JOB – Copy out the material below word for word, keeping every line unchanged.
═════ EXERCISE MATERIALS
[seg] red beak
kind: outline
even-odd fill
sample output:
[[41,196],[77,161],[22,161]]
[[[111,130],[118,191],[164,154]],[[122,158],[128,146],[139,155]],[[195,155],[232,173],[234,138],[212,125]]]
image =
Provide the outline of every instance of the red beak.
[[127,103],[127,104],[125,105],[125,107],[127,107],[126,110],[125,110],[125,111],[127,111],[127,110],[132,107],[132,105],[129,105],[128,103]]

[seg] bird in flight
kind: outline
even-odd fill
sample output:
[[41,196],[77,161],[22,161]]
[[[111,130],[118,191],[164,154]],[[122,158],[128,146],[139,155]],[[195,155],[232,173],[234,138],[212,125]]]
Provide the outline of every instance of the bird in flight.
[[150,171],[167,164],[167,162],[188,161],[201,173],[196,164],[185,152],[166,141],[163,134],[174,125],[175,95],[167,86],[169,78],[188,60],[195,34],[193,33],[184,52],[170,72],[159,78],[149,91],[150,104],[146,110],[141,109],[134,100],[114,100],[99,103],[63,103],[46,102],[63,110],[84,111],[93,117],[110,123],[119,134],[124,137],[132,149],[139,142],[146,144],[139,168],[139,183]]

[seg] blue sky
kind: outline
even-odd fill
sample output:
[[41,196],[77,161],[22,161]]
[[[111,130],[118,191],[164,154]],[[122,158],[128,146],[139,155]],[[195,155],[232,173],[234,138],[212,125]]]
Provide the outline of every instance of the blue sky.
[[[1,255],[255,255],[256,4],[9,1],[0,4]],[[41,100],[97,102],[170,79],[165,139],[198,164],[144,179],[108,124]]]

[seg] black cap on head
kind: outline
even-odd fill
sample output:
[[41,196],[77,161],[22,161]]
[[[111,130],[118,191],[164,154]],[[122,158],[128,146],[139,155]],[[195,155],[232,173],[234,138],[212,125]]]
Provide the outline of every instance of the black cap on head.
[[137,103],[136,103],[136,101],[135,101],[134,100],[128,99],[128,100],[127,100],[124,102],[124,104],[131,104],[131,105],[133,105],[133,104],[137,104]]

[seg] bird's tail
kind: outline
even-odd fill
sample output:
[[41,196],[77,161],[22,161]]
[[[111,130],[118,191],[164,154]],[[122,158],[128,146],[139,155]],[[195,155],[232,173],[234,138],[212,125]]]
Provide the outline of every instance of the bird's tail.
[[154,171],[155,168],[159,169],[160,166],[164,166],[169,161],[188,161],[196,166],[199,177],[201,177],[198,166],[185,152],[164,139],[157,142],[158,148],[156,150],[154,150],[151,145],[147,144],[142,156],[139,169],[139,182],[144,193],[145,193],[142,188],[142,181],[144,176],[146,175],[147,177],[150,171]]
══════════
EXPECTED ANSWER –
[seg] red beak
kind: outline
even-odd fill
sample output:
[[41,196],[77,161],[22,161]]
[[[111,130],[118,191],[164,154]],[[122,158],[128,146],[139,155]],[[195,155],[232,173],[234,138],[212,125]]]
image =
Provide the outline of every instance of the red beak.
[[127,103],[127,104],[125,105],[125,107],[127,107],[126,110],[125,110],[125,111],[127,111],[127,110],[132,107],[132,105],[129,105],[128,103]]

[seg] bird in flight
kind: outline
even-odd fill
sample output:
[[41,196],[77,161],[22,161]]
[[[111,130],[118,191],[164,154]],[[122,158],[128,146],[139,155]],[[195,155],[232,173],[234,138],[212,125]]]
Provide the outline of every instance of the bird in flight.
[[150,171],[167,164],[167,162],[188,161],[201,173],[196,164],[185,152],[166,141],[163,134],[174,125],[175,95],[167,86],[169,78],[188,60],[195,34],[193,33],[184,52],[170,72],[159,78],[149,91],[150,104],[146,110],[141,109],[134,100],[114,100],[99,103],[63,103],[46,102],[63,110],[84,111],[93,117],[110,123],[119,134],[124,137],[132,149],[139,142],[146,144],[139,168],[139,183]]

[seg] blue sky
kind: outline
even-odd fill
sample output:
[[41,196],[77,161],[22,161]]
[[[111,130],[118,191],[164,154]],[[122,158],[128,146],[139,155]],[[195,155],[232,173],[234,138],[212,125]]]
Provide the outline of every instance of the blue sky.
[[[1,255],[255,255],[256,4],[9,1],[0,4]],[[41,100],[97,102],[170,79],[165,139],[198,164],[144,179],[108,124]]]

[seg] black cap on head
kind: outline
even-odd fill
sample output:
[[41,196],[77,161],[22,161]]
[[[111,130],[118,191],[164,154]],[[122,158],[128,146],[139,155]],[[195,155],[232,173],[234,138],[212,125]]]
Provide the outline of every instance of the black cap on head.
[[137,103],[136,103],[136,101],[135,101],[134,100],[128,99],[128,100],[127,100],[124,102],[124,104],[131,104],[131,105],[133,105],[133,104],[137,104]]

[seg] bird's tail
kind: outline
even-odd fill
sample output:
[[41,196],[77,161],[22,161]]
[[[111,130],[118,191],[164,154]],[[122,158],[128,146],[139,155]],[[195,155],[232,173],[234,138],[212,125]]]
Provide the outline of every instance of the bird's tail.
[[154,171],[155,168],[159,169],[160,166],[164,166],[169,161],[188,161],[196,166],[199,177],[201,177],[198,166],[185,152],[164,139],[157,142],[158,148],[156,150],[154,150],[151,145],[147,144],[142,156],[139,169],[139,182],[144,193],[145,193],[142,188],[142,181],[144,176],[146,175],[147,177],[150,171]]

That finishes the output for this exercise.